▶ **Source document**:

*** Begin section ***

Immunotherapy and anti-angiogenic drugs work together to fight lung cancer by disrupting the tumor’s blood supply, while simultaneously unleashing the immune system, creating a powerful combo that shows promising results, especially in advanced NSCLC. Anti-angiogenic drugs, like VEGF inhibitors, starve tumors and reduce the immunosuppressive environment, making it easier for immunotherapy (like PD-1 inhibitors) to activate T cells and attack the cancer, often leading to better survival rates than either treatment alone. This synergy is now a standard approach, with combinations like atezolizumab, bevacizumab, and chemotherapy approved by the Food and Drug Administration (FDA) for first-line treatment (20–22).

The CAM model in the study of lung cancer tumor growth and angiogenesis

The CAM model provides robust and rapid mechanistic evidence for tumor biology and drug response studies using lung tumor xenografts, using methods comparable to those used for human samples, including histology and immunohistochemistry, molecular analysis, and imaging techniques. The CAM model used in pre-clinical potential research may inform or provide background for later clinical trials and justify the transition to human trials by demonstrating initial efficacy, safety, or mechanistic insights, such as anti-angiogenic drugs.

*** End section ***

▶ **Work task 1**: Reproduce everything in the lung cancer passage from "Immunotherapy and anti-angiogenic" down to "first-line treatment (20–22).".
▶ **Work task 2**:
Answer these questions from the lung cancer passage.
(a) Which combination has the FDA approved for first-line treatment?
(b) What class of drug is given as an example of immunotherapy?
(c) Which methods used with the CAM model are described as comparable to those used for human samples?
▶ **Work task 3**: Carry the lung cancer passage forward, starting after its final sentence.

▶ **Source material**:
*** Begin section ***

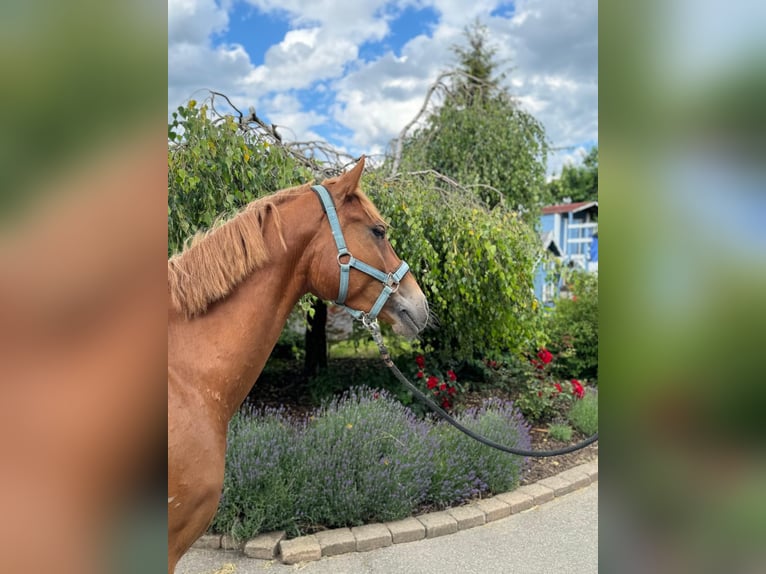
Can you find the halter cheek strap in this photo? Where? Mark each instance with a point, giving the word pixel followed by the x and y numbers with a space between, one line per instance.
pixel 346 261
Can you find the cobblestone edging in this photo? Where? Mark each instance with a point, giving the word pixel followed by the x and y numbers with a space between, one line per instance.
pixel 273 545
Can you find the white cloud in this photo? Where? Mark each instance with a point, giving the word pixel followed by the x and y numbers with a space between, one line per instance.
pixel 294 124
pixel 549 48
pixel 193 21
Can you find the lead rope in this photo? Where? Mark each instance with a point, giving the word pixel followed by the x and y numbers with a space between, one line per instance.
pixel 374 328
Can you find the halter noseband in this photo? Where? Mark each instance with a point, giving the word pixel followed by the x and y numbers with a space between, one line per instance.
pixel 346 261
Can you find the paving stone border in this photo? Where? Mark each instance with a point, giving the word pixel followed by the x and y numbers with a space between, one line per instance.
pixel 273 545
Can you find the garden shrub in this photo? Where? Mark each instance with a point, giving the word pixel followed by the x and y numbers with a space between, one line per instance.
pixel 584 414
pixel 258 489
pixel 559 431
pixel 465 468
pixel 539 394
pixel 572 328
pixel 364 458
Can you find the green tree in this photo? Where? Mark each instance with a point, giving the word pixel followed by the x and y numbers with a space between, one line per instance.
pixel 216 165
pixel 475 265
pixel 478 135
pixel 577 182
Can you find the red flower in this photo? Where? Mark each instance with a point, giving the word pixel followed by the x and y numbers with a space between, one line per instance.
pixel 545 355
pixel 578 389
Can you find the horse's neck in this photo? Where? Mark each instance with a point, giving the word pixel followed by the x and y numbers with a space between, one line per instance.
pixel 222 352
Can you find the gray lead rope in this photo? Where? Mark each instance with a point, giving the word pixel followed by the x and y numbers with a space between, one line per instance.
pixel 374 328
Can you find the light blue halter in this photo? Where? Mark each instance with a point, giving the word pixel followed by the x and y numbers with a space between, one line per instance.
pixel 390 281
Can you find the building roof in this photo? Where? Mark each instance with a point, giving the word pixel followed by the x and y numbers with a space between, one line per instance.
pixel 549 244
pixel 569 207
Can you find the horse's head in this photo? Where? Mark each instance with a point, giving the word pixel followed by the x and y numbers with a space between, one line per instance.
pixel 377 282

*** End section ***
*** Begin section ***

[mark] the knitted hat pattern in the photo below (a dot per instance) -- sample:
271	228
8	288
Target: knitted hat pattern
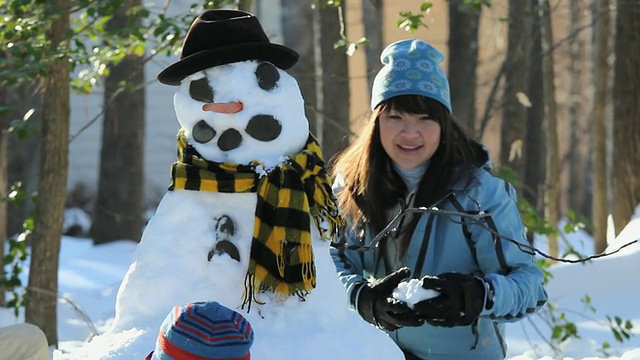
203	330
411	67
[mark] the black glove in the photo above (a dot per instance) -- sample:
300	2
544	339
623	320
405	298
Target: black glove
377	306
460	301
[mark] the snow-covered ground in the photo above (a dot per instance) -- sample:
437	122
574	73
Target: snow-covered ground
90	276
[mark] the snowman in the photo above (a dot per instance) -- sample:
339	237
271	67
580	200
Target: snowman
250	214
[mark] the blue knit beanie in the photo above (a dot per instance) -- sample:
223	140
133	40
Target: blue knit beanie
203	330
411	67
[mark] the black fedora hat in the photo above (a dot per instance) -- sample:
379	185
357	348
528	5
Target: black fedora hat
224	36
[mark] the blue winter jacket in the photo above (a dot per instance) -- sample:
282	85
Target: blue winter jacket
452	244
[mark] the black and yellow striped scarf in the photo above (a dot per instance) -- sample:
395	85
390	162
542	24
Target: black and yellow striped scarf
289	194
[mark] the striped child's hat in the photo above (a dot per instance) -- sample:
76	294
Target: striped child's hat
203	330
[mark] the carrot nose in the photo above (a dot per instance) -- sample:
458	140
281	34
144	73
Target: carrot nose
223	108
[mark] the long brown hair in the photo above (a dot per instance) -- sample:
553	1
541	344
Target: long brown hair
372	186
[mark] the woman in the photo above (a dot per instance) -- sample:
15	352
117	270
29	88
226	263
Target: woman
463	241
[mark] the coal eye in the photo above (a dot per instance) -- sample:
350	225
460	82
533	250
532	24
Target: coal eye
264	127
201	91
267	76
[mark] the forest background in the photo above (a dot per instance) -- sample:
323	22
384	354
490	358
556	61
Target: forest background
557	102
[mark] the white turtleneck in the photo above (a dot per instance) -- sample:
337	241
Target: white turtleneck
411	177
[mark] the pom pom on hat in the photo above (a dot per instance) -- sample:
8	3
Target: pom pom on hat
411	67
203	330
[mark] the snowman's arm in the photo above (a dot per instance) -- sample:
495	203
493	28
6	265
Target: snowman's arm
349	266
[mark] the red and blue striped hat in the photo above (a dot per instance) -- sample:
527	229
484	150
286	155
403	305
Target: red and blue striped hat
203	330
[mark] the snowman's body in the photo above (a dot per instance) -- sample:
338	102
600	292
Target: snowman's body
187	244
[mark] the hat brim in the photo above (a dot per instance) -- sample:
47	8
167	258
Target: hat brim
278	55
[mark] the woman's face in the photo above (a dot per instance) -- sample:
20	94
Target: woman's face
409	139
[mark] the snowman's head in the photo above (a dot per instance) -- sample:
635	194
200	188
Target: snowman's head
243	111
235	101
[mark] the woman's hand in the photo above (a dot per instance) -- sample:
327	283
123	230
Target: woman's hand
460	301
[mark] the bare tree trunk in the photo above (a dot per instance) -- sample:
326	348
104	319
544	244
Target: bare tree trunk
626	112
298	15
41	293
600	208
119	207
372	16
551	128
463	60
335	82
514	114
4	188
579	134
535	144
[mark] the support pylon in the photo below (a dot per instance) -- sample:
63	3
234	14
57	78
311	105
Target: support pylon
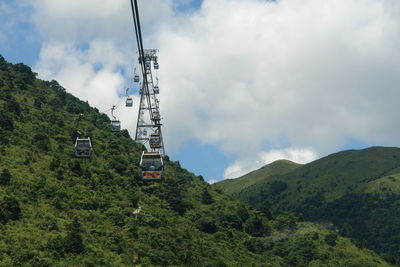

*** End section ***

▶ **Result 1**:
Immunotherapy and anti-angiogenic drugs work together to fight lung cancer by disrupting the tumor’s blood supply, while simultaneously unleashing the immune system, creating a powerful combo that shows promising results, especially in advanced NSCLC. Anti-angiogenic drugs, like VEGF inhibitors, starve tumors and reduce the immunosuppressive environment, making it easier for immunotherapy (like PD-1 inhibitors) to activate T cells and attack the cancer, often leading to better survival rates than either treatment alone. This synergy is now a standard approach, with combinations like atezolizumab, bevacizumab, and chemotherapy approved by the Food and Drug Administration (FDA) for first-line treatment (20–22).

▶ **Result 2**:
(a) Atezolizumab, bevacizumab, and chemotherapy.
(b) PD-1 inhibitors.
(c) Histology and immunohistochemistry, molecular analysis, and imaging techniques.

▶ **Result 3**:
Miura et al. (23) transplanted lung cancer cell lines and cell line-derived organoids onto the CAM and demonstrated an angiogenic effect, and bevacizumab treatment reduced the number of newly formed blood vessels. Rousset et al. (24) evaluated here whether the isolation of fresh cancer tumor cells (CTCs) from patients with metastatic cancers provides a reliable tumor model after a CAM xenograft. They enrolled patients with lung metastatic cancers. After 48–72 h of culture, the CTCs were engrafted onto the CAM of embryonated chicken eggs at ED 9. The tumors were resected 9 days after engraftment, and histopathological, immunochemical, and genomic analyses were performed. In the lung cancer group, adenocarcinoma was the most frequent histological subtype. Fourteen were positive for PD-L1. It is important to note that the primary difficulties and inconsistencies in making and using CTC xenografts stem from the loss of tumor heterogeneity, the replacement of human stroma with other components, the lack of a functional human immune system in the models, and issues with experimental reproducibility and contamination.

In vivo angiogenic response surrounding the SCLC transplantation tumors in CAM was promoted after exogenous HIF-1α transduction. HIF-1α upregulated the expression of angiogenic genes VEGF-A, TNFAIP6, PDGFC, FN1, MMP28, and MMP14 and glycolytic genes GLUT1 and GLUT2. The expression of these angiogenic factors was also upregulated by HIF-1α in the transplantation tumors in CAM, as RT-PCR and Western blotting analysis indicated (25).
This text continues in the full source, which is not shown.